Instructions for the task ->
Without the pictures, copy the entries below word for word.

Image point annotation entries
== == ==

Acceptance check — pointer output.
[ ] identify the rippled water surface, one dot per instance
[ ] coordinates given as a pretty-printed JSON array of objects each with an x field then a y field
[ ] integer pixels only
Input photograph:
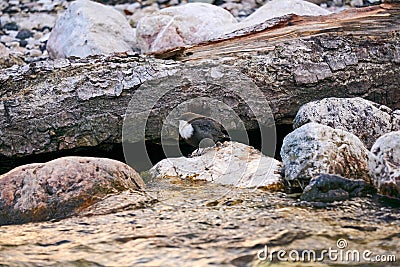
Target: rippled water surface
[{"x": 200, "y": 225}]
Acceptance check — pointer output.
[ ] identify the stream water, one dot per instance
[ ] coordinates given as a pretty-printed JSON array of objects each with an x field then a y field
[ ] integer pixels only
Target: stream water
[{"x": 197, "y": 224}]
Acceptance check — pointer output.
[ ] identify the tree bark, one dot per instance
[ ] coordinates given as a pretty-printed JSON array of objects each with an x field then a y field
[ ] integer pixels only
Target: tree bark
[{"x": 63, "y": 104}]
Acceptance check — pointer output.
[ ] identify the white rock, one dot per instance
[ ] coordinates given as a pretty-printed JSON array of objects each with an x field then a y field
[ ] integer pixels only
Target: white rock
[
  {"x": 278, "y": 8},
  {"x": 35, "y": 53},
  {"x": 315, "y": 149},
  {"x": 385, "y": 164},
  {"x": 365, "y": 119},
  {"x": 142, "y": 12},
  {"x": 232, "y": 163},
  {"x": 89, "y": 28},
  {"x": 6, "y": 39},
  {"x": 182, "y": 25}
]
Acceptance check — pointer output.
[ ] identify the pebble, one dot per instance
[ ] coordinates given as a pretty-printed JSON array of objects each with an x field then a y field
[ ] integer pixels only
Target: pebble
[
  {"x": 23, "y": 42},
  {"x": 10, "y": 26},
  {"x": 35, "y": 53}
]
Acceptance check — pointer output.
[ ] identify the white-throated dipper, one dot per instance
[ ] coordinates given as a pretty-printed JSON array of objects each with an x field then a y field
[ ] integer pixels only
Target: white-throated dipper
[{"x": 200, "y": 131}]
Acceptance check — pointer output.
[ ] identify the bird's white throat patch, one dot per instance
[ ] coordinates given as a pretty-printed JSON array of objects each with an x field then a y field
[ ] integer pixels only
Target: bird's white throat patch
[{"x": 185, "y": 129}]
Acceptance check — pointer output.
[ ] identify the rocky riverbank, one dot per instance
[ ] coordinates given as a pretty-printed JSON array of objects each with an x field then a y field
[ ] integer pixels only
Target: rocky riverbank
[
  {"x": 334, "y": 181},
  {"x": 25, "y": 25}
]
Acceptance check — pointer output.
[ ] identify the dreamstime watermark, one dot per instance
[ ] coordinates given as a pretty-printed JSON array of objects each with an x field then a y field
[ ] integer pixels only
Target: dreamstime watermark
[{"x": 337, "y": 254}]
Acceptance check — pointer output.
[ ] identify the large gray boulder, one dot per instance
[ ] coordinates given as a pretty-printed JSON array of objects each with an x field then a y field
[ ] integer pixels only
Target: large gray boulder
[
  {"x": 89, "y": 28},
  {"x": 385, "y": 164},
  {"x": 363, "y": 118},
  {"x": 182, "y": 25},
  {"x": 231, "y": 163},
  {"x": 315, "y": 149},
  {"x": 330, "y": 188},
  {"x": 59, "y": 188}
]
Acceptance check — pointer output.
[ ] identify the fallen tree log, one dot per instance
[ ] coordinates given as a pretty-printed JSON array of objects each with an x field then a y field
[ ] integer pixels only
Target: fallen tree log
[{"x": 64, "y": 104}]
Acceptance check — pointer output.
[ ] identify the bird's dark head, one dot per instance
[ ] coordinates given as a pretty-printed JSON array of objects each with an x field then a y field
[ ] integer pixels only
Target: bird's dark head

== == ==

Answer to the exercise ->
Acceptance check — pointer output.
[ ] identify the rippled water surface, one dot per instance
[ ] coordinates given as a pretty-printed JSON array of objects each with an x field then a y field
[ ] integer pixels only
Input photograph:
Target: rippled water surface
[{"x": 200, "y": 225}]
Acceptance check — pointer output.
[ ] identify the stream water, one dot per instance
[ ] coordinates given as a pretty-printed JSON array of objects each with an x field then a y field
[ ] integer pixels only
Target: stream water
[{"x": 197, "y": 224}]
Acceptance check — pointer output.
[ ] identify the tree bark, one dot per instance
[ ] coordinates given as a pretty-printed JSON array of objects each with an x field then a y field
[ ] integer pixels only
Target: tree bark
[{"x": 63, "y": 104}]
Acceptance check — pointer output.
[ ] identify the white rock, one dot per instance
[ ] coordinates given as a pretty-printed JSON array of objects each with an x field then a y field
[ ] integer pixels only
Target: white rock
[
  {"x": 278, "y": 8},
  {"x": 35, "y": 53},
  {"x": 315, "y": 149},
  {"x": 385, "y": 164},
  {"x": 365, "y": 119},
  {"x": 142, "y": 12},
  {"x": 232, "y": 163},
  {"x": 89, "y": 28},
  {"x": 6, "y": 39},
  {"x": 182, "y": 25}
]
Acceptance check — pointer output.
[ ] identify the pebble, one dot per instance
[ ] coordinates given as a pretty-printed JSON array of objects each with an x field then a y field
[ ] integer pixels only
Target: pebble
[
  {"x": 23, "y": 42},
  {"x": 10, "y": 26},
  {"x": 35, "y": 53}
]
Acceptance check — pointer output.
[ ] identify the white-throated dipper, one dot per instance
[ ] coordinates given as a pretty-printed JSON array of objects each with an x field then a y field
[ ] integer pixels only
Target: white-throated dipper
[{"x": 200, "y": 131}]
Acceptance check — pointer output.
[ ] identify the bird's white throat patch, one dot per instance
[ ] coordinates given as a pretty-printed JSON array of objects each with an x field then a y field
[ ] integer pixels only
Target: bird's white throat patch
[{"x": 185, "y": 129}]
Acceptance check — pointer output.
[ ] identify the rocky riverbank, one dot per instance
[ ] coordinates given as a pretty-printed JSON array of objects each with an x field then a y field
[ ] integer pixels only
Target: rocky riverbank
[
  {"x": 334, "y": 181},
  {"x": 25, "y": 25}
]
Acceptance check — pointer output.
[ ] identify the dreamstime watermark, one dot per instance
[ ] coordinates given as a pretty-printed JSON array of objects each with an x field then a y field
[ ] integer pixels only
Target: dreamstime watermark
[{"x": 337, "y": 254}]
Acceptance check — pointer output.
[ ] identify the large gray boulder, one dot per instance
[ ] coordinates given as a pretty-printed JSON array of objects each with an x field then a y field
[ ] integer pixels only
Target: large gray boulder
[
  {"x": 89, "y": 28},
  {"x": 385, "y": 164},
  {"x": 363, "y": 118},
  {"x": 182, "y": 25},
  {"x": 231, "y": 163},
  {"x": 315, "y": 149},
  {"x": 330, "y": 188},
  {"x": 59, "y": 188}
]
Acceptance check — pointer output.
[ ] identify the fallen tree log, one dot per instance
[ ] coordinates given as a pretty-printed JSON array of objects each with an x field then a y field
[ ] integer pixels only
Target: fallen tree log
[{"x": 64, "y": 104}]
Acceptance check — pointer output.
[ ] identify the bird's dark head, one dot per instance
[ ] coordinates given as a pretty-printed JSON array of objects each with an x field then a y field
[ ] integer pixels only
Target: bird's dark head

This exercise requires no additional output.